Passage to read:
##############################

Cadillac Mountain view of cruise ship in Bar Harbor
Large crashing wave at Thunder Hole in Acadia

The Work Continues

In order to preserve scenic values and define its permanent boundary, the park began purchasing small tracts of land and easements in 1986. True to the spirit of the original vision, many landowners continue this tradition today by placing easements on their property in order to limit any potential future development. The success of this is noticeable to anyone who is familiar with Mount Desert Island and elsewhere in the region.

There is an unusual amount of diversity here. Rocky coastlines, granite mountains, lakes and ponds, moss and evergreen, crashing waves and wildlife mix in a New England style gumbo. Borders of the Park are accented by picturesque harbor villages such as Somesville, Northeast Harbor, Bass Harbor and many more. Preserving this is important to many who dwell here as well as to those who visit each year.

What We Gain From This

All the beauty of Maine comes together in Acadia National Park. Mountains, conifers, and wildlife meet the ocean in a spectacle that, once seen, is never forgotten. Our memories, and even our very cells, become embedded with the sights, sounds, and smells that exist here. Yet, the true gift of Acadia goes far deeper than its natural beauty. For through its pristine qualities, we gain a clearer vision of ourselves. And, through this vision, we enrich and improve our lives, and those whom we love. The many who came before us, who made this park possible, knew this and chose to make the commitment so that we may all benefit. We must honor this, and protect it for future generations.

View of Ocean Path near Otter Cliff

Some Interesting Stats & Facts

  • The word “Acadia” likely stems from “Arcadia,” a part of Greece that MDI reminded the explorer, Giovanni Verrazano of when he sailed by in 1524.
  • There was a major fire in 1947 referred to as “The Year Maine Burned,” that burned more than 10,000 acres within the park - 17,188 acres total acres on Mount Desert Island.
  • Much of the physical labor required to build the park's carriage roads and trails was provided by the Civilian Conservation Corps beginning in 1933.
  • Average Winter Temperature: 27 ° Fahrenheit (-2.77 Celsius)

##############################

Material shown:
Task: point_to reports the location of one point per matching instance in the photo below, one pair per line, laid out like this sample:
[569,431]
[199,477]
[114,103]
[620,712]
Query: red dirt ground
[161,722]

##############################

Exercise instructions:
1. In what year did the park begin buying small tracts of land and easements, according to the Acadia National Park text?
2. Please carry on the Acadia National Park text from the point where it stops.
The data have no connection to the Acadia National Park text.

Outputs in order:
1. 1986

2.
  • Average Summer Temperature: 67 ° Fahrenheit (19.44 Celsius)
  • Annual Precipitation: 47 inches (119.38 Centimeters)
  • Altitude: 0 - 1,530 feet (0 - 466 meters)
  • Mountains in Acadia: 26 (seven are more than 1,000 feet or 304.8 meters high)
  • Ocean Shoreline: Over 40 miles (64.37 K)
  • Visitors Per Year: Over two million

A Journey of Appreciation

Greg A. Hartford, photographer, author, publisherI admit, for many years my journeys into Acadia National Park were for sheer pleasure; the exhilaration of the moment experienced through such striking landscapes. But as I grew, so did my appreciation for the vision, dedication and hard work that was the lifeblood of this great National Monument. We all should be so lucky as to have had the amount of personal wealth and time to have accomplished so much. Yet, I am the first to say that I appreciate what was done and what continues to be done. The depth of what I experience and appreciate was enhanced even further by learning more about the history of this area, and the lives of those who truly did make a difference through their contributions, especially those who dedicated their lives and whose hands actually helped shape the land. To all of you, past, present, and those to come, I thank you. I invite all visitors to make the same journey of realization and appreciation by learning more about the park’s history, and even locations close by. A good place to start is at Sieur de Monts Spring.